[Coordinate annotation entries]
________________________
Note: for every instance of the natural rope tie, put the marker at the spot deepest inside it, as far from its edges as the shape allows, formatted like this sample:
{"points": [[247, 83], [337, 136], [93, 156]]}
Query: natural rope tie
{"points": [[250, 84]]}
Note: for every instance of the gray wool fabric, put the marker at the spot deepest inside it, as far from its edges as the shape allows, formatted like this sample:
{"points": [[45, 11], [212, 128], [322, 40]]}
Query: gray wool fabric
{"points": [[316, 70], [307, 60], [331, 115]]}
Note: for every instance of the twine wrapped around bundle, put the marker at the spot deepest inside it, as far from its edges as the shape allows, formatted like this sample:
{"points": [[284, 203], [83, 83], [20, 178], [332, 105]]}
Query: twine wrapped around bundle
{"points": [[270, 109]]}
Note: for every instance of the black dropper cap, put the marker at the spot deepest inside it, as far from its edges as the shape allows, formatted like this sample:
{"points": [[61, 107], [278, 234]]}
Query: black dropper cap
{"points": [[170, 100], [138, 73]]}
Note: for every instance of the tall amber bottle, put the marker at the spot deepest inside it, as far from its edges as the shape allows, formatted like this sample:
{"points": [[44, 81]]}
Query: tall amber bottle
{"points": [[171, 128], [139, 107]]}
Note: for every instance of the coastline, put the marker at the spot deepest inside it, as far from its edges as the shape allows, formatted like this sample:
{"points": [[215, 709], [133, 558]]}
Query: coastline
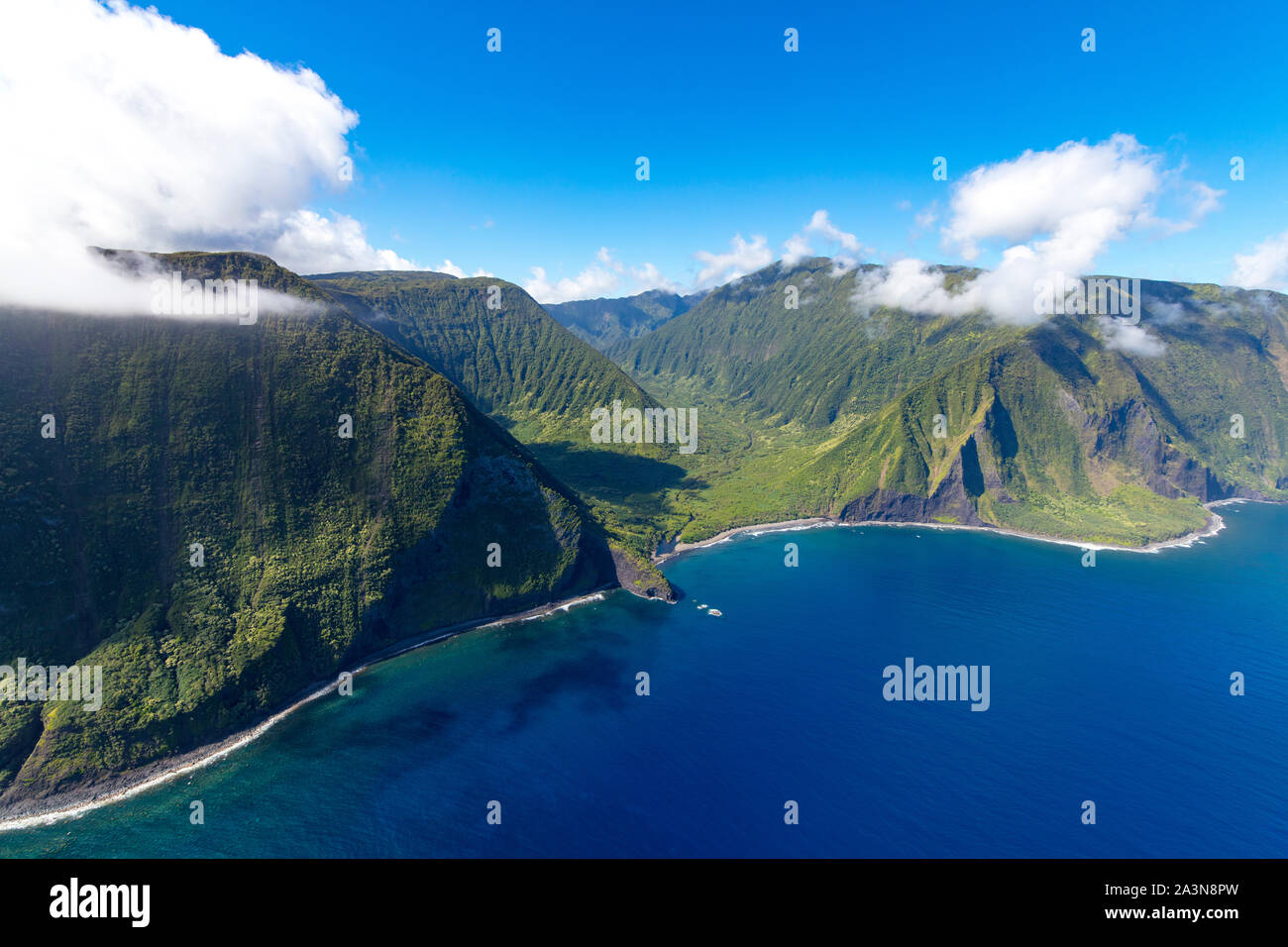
________________________
■ SET TASK: Extract from the material above every line that contains the word "allows".

■ ANSWER TO THIS PROBLEM:
Note: for every instance of the natural rope tie, put the marker at the spot deepest inside it, as far from its edges as the shape allows, formatted like this sample:
Note: for every instance of the gray wool fabric, put the marker at the spot deepest inside it, as far from its edges as the shape allows, formatted like this sample:
Note: for every instance of the twine wrapped around bundle, put the marker at the spot deepest inside it, as far from its edges as the shape allows, formatted like this sample:
Note: for every instance of the black dropper cap, put the marker at the spot deepest inside it, as far from its edges as the shape allows, formatted like this sample:
Note: for every instance of the tall amber bottle, put the marker at the spot deepest inside it, as far from its edges as the shape allows, formatted like this sample:
Note: for every instance of the coastline, put the marker at the spot deepest inside it, as far from its edges as the shape allows, formatted like this sample:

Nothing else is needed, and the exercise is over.